### Problem description
Return every record below exactly as written, omitting any pictures.
* START *
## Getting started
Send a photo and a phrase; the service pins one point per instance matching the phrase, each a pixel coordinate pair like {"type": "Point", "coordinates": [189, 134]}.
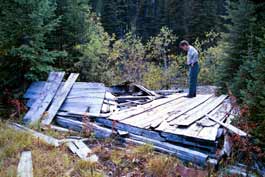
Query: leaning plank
{"type": "Point", "coordinates": [80, 148]}
{"type": "Point", "coordinates": [47, 139]}
{"type": "Point", "coordinates": [100, 132]}
{"type": "Point", "coordinates": [190, 155]}
{"type": "Point", "coordinates": [41, 104]}
{"type": "Point", "coordinates": [59, 99]}
{"type": "Point", "coordinates": [25, 168]}
{"type": "Point", "coordinates": [186, 121]}
{"type": "Point", "coordinates": [229, 127]}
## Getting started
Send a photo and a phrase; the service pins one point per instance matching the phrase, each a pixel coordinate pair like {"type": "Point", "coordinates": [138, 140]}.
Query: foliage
{"type": "Point", "coordinates": [127, 59]}
{"type": "Point", "coordinates": [188, 19]}
{"type": "Point", "coordinates": [24, 26]}
{"type": "Point", "coordinates": [242, 62]}
{"type": "Point", "coordinates": [153, 78]}
{"type": "Point", "coordinates": [92, 65]}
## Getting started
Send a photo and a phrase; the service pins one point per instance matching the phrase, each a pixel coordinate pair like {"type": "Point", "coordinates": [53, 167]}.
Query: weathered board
{"type": "Point", "coordinates": [122, 115]}
{"type": "Point", "coordinates": [25, 168]}
{"type": "Point", "coordinates": [186, 121]}
{"type": "Point", "coordinates": [228, 126]}
{"type": "Point", "coordinates": [79, 148]}
{"type": "Point", "coordinates": [181, 152]}
{"type": "Point", "coordinates": [47, 139]}
{"type": "Point", "coordinates": [59, 99]}
{"type": "Point", "coordinates": [47, 93]}
{"type": "Point", "coordinates": [83, 97]}
{"type": "Point", "coordinates": [176, 109]}
{"type": "Point", "coordinates": [99, 131]}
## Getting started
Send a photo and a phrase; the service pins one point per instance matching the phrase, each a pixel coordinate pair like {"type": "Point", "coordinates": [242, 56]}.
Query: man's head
{"type": "Point", "coordinates": [184, 45]}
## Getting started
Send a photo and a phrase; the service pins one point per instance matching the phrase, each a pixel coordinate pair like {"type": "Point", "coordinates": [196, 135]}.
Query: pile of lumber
* END *
### Result for this exercise
## Getting started
Send a photo and a phrase; the service pins one point per instance matching the phrase, each a pixel coordinate pair like {"type": "Point", "coordinates": [189, 134]}.
Query: leaning plank
{"type": "Point", "coordinates": [80, 148]}
{"type": "Point", "coordinates": [47, 139]}
{"type": "Point", "coordinates": [100, 132]}
{"type": "Point", "coordinates": [190, 155]}
{"type": "Point", "coordinates": [41, 104]}
{"type": "Point", "coordinates": [59, 99]}
{"type": "Point", "coordinates": [25, 168]}
{"type": "Point", "coordinates": [186, 121]}
{"type": "Point", "coordinates": [229, 127]}
## Getting started
Send a photo and a phrase; the service pins one point per instance matching the phrase, each a pixel coordinate pair like {"type": "Point", "coordinates": [138, 140]}.
Query: foliage
{"type": "Point", "coordinates": [127, 59]}
{"type": "Point", "coordinates": [188, 19]}
{"type": "Point", "coordinates": [24, 26]}
{"type": "Point", "coordinates": [242, 62]}
{"type": "Point", "coordinates": [153, 78]}
{"type": "Point", "coordinates": [92, 65]}
## Getting started
Send a photo and a phrase; the service pins one point per instance matching the phrase, each a pixel coordinate pair like {"type": "Point", "coordinates": [53, 167]}.
Query: weathered board
{"type": "Point", "coordinates": [122, 115]}
{"type": "Point", "coordinates": [25, 168]}
{"type": "Point", "coordinates": [186, 121]}
{"type": "Point", "coordinates": [228, 126]}
{"type": "Point", "coordinates": [79, 148]}
{"type": "Point", "coordinates": [181, 152]}
{"type": "Point", "coordinates": [47, 139]}
{"type": "Point", "coordinates": [59, 99]}
{"type": "Point", "coordinates": [47, 93]}
{"type": "Point", "coordinates": [83, 97]}
{"type": "Point", "coordinates": [176, 109]}
{"type": "Point", "coordinates": [99, 131]}
## Getting started
Send a photo and a phrase; the service pins one point per instance matching the phrase, each a pixel coordinate pair like {"type": "Point", "coordinates": [242, 56]}.
Query: man's head
{"type": "Point", "coordinates": [184, 45]}
## Getting started
Send a photo and a phrase; the service pins one point per instance matching the phrase, each a pixel coordinate pair like {"type": "Point", "coordinates": [196, 135]}.
Query: pile of lumber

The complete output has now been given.